Top of Exercise data
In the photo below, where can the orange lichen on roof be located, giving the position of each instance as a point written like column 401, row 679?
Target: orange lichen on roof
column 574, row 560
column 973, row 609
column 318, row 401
Bottom of Exercise data
Top of Exercise data
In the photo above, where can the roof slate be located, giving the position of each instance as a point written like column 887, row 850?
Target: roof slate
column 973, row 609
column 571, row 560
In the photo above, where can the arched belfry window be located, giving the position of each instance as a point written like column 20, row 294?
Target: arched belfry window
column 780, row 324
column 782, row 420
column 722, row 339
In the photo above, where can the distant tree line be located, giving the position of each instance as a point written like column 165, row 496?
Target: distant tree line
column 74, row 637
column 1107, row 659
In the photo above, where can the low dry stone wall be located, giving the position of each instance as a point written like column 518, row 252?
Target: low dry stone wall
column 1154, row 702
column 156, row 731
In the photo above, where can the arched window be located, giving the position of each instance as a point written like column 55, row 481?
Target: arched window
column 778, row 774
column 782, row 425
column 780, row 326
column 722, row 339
Bottom of Exercise data
Your assignment: Each line above that has the word "instance" must be copied.

Answer to this problem:
In the photo below, where can the orange lichen on roof be located, giving the position of each instance as a point written like column 401, row 679?
In the photo above, where can the roof slate be located, giving the position of each instance as a point written like column 887, row 850?
In the photo above, where can the arched belfry window be located, giving the position of each instance as a point written like column 20, row 294?
In the photo above, where can the distant tree line be located, giving the position of each instance as a point written like column 165, row 496?
In the photo above, where can the low dry stone wall be located, giving the position of each instance as a point written like column 518, row 252?
In the photo above, where can the arched window be located, giving the position of each instance as a point written like column 55, row 481?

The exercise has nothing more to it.